Do this: Show every line of the material below that contains the string "long", and copy each of those lines unchanged.

Records shown:
|---|

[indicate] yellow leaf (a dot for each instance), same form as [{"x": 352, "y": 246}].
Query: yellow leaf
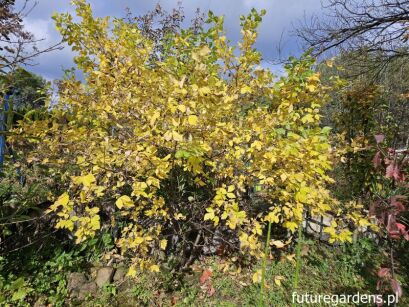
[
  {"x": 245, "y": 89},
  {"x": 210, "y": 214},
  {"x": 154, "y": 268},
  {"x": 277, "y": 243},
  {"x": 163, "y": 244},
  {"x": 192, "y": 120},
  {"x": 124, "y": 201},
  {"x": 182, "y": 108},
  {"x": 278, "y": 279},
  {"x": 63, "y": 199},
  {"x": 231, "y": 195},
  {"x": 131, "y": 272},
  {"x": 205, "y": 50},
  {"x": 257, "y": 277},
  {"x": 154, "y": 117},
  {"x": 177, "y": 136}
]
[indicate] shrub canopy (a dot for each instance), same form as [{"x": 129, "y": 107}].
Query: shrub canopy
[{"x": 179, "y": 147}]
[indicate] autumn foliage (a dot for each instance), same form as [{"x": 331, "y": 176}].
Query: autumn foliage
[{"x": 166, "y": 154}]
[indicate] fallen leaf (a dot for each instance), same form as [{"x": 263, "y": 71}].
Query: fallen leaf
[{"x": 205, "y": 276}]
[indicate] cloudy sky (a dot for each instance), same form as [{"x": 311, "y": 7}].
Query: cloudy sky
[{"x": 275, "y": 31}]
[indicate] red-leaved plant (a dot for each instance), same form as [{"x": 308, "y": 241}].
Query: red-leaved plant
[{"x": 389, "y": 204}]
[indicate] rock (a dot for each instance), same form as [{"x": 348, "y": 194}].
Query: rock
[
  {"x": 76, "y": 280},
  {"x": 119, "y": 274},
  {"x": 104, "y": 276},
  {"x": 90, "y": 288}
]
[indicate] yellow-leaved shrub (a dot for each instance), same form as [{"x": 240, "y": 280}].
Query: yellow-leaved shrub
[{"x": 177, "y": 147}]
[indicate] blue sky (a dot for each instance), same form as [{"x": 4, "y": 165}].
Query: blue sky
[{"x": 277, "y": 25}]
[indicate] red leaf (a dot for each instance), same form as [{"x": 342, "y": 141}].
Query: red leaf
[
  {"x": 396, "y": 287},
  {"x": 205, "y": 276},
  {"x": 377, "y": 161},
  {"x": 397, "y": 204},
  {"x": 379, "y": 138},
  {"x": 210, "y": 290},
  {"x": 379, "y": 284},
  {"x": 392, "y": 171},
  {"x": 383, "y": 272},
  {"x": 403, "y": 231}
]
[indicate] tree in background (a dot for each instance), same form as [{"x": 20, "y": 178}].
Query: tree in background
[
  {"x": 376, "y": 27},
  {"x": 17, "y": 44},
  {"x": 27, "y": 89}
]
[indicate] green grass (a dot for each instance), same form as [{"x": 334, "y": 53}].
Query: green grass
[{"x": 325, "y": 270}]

|---|

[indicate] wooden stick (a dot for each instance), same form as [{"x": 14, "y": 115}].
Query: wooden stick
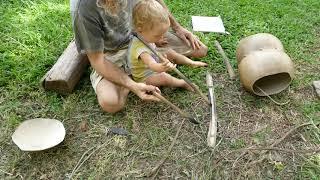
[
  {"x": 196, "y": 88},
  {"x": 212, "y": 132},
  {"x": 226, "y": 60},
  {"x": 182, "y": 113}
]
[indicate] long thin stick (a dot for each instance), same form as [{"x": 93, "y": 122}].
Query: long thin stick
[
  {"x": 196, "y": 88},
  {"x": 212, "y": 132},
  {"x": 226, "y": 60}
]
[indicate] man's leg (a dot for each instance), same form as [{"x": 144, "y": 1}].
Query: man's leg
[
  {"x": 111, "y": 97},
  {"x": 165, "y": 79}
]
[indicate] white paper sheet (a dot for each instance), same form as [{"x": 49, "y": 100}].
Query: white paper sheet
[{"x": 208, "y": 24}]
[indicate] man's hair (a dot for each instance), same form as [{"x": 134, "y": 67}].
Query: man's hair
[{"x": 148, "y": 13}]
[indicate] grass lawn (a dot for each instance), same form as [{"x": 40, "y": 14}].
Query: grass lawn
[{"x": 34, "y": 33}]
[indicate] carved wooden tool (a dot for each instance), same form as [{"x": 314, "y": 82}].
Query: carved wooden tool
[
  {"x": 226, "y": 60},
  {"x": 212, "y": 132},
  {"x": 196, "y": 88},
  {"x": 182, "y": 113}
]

|---|

Final result:
[indicate] long thin stick (a dot for each instance), same form as [{"x": 93, "y": 122}].
Query: long thin stick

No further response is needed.